L’action des demandeurs, qui se fonde exclusivement sur la discrimination que subiraient certains salariés grévistes, ne peut dès lors être regardée comme mettant en œuvre le principe d’effectivité du droit de l’Union européenne.

Sur l’existence d’un intérêt collectif de la profession

Il ressort des termes de l’assignation que la fédération Fédéchimie FO sollicite qu’il soit ordonné aux sociétés défenderesses de verser aux salariés non représentants du personnel ayant fait grève au cours des années 2022 et 2023 les sommes qui leur seraient dues au titre des primes de quart et d’ancienneté.

Cette demande implique nécessairement de faire le compte, pour chaque salarié, du nombre effectif de jours de grève et, ainsi, de procéder à un examen individuel de chaque situation.

Elle ne relève donc pas de l’intérêt collectif de la profession et doit dès lors être déclarée irrecevable.

En revanche, la demande tendant à ce que, pour l’avenir, l’ensemble des salariés grévistes se voient attribuer le bénéfice des primes de quart et d’ancienneté tend à la reconnaissance d’un avantage générique et impersonnel.

Elle relève ainsi de l’intérêt collectif de la profession, de sorte que la fin de non-recevoir soulevée doit être rejetée sur ce point.

Sur les dépens et les frais de l’instance

Aucune partie ne pouvant être regardée comme perdante au sein de la présente instance, les demandes présentées sur le fondement de l’article 700 du code de procédure civile doivent être rejetées.

[Données extraites]
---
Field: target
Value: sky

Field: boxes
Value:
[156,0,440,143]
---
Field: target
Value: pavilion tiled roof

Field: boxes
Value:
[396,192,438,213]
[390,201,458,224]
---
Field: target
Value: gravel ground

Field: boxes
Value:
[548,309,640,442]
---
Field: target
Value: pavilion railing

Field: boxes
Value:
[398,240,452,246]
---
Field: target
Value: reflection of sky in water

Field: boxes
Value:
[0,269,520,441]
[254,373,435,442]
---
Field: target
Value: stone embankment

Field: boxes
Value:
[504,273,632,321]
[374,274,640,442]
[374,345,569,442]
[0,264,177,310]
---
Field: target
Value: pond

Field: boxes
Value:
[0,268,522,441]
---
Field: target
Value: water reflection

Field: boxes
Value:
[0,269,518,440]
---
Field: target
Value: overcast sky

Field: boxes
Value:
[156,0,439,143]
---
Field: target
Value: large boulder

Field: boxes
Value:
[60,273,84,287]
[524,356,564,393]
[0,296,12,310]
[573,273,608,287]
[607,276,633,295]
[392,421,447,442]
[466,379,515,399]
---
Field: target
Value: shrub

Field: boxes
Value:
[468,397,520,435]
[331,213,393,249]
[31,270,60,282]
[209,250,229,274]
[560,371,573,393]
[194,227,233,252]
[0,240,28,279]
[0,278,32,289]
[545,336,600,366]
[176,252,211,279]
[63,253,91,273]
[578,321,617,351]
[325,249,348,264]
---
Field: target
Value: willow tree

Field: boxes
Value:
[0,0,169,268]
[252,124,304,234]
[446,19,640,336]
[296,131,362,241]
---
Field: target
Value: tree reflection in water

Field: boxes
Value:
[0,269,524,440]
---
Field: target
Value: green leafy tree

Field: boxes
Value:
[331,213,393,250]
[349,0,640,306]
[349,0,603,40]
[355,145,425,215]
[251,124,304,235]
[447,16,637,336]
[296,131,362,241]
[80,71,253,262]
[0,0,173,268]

→ OBJECTIFS:
a – Répondez à ces questions sur l'extrait :
(i) Quelle fédération présente la demande selon les termes de l'assignation ?
(ii) Au cours de quelles années les salariés concernés par le versement des sommes ont-ils fait grève ?
(iii) Sur le fondement de quel article du code de procédure civile des demandes sont-elles rejetées ?
b – Restituez sous forme de liste JSON de chaînes les lignes de la liste qui vont de son début jusqu'à la ligne contenant "[0,269,524,440]", bornes incluses. Mettez une chaîne par ligne et omettez les lignes vides.
L'extrait et la liste n'ont aucun lien entre eux.

→ RÉPONSES COMPLÈTES:
a –
(i) La fédération Fédéchimie FO.
(ii) En 2022 et en 2023.
(iii) L'article 700 du code de procédure civile.

b –
[
  "---",
  "Field: target",
  "Value: sky",
  "Field: boxes",
  "Value:",
  "[156,0,440,143]",
  "---",
  "Field: target",
  "Value: pavilion tiled roof",
  "Field: boxes",
  "Value:",
  "[396,192,438,213]",
  "[390,201,458,224]",
  "---",
  "Field: target",
  "Value: gravel ground",
  "Field: boxes",
  "Value:",
  "[548,309,640,442]",
  "---",
  "Field: target",
  "Value: pavilion railing",
  "Field: boxes",
  "Value:",
  "[398,240,452,246]",
  "---",
  "Field: target",
  "Value: reflection of sky in water",
  "Field: boxes",
  "Value:",
  "[0,269,520,441]",
  "[254,373,435,442]",
  "---",
  "Field: target",
  "Value: stone embankment",
  "Field: boxes",
  "Value:",
  "[504,273,632,321]",
  "[374,274,640,442]",
  "[374,345,569,442]",
  "[0,264,177,310]",
  "---",
  "Field: target",
  "Value: pond",
  "Field: boxes",
  "Value:",
  "[0,268,522,441]",
  "---",
  "Field: target",
  "Value: water reflection",
  "Field: boxes",
  "Value:",
  "[0,269,518,440]",
  "---",
  "Field: target",
  "Value: overcast sky",
  "Field: boxes",
  "Value:",
  "[156,0,439,143]",
  "---",
  "Field: target",
  "Value: large boulder",
  "Field: boxes",
  "Value:",
  "[60,273,84,287]",
  "[524,356,564,393]",
  "[0,296,12,310]",
  "[573,273,608,287]",
  "[607,276,633,295]",
  "[392,421,447,442]",
  "[466,379,515,399]",
  "---",
  "Field: target",
  "Value: shrub",
  "Field: boxes",
  "Value:",
  "[468,397,520,435]",
  "[331,213,393,249]",
  "[31,270,60,282]",
  "[209,250,229,274]",
  "[560,371,573,393]",
  "[194,227,233,252]",
  "[0,240,28,279]",
  "[0,278,32,289]",
  "[545,336,600,366]",
  "[176,252,211,279]",
  "[63,253,91,273]",
  "[578,321,617,351]",
  "[325,249,348,264]",
  "---",
  "Field: target",
  "Value: willow tree",
  "Field: boxes",
  "Value:",
  "[0,0,169,268]",
  "[252,124,304,234]",
  "[446,19,640,336]",
  "[296,131,362,241]",
  "---",
  "Field: target",
  "Value: tree reflection in water",
  "Field: boxes",
  "Value:",
  "[0,269,524,440]"
]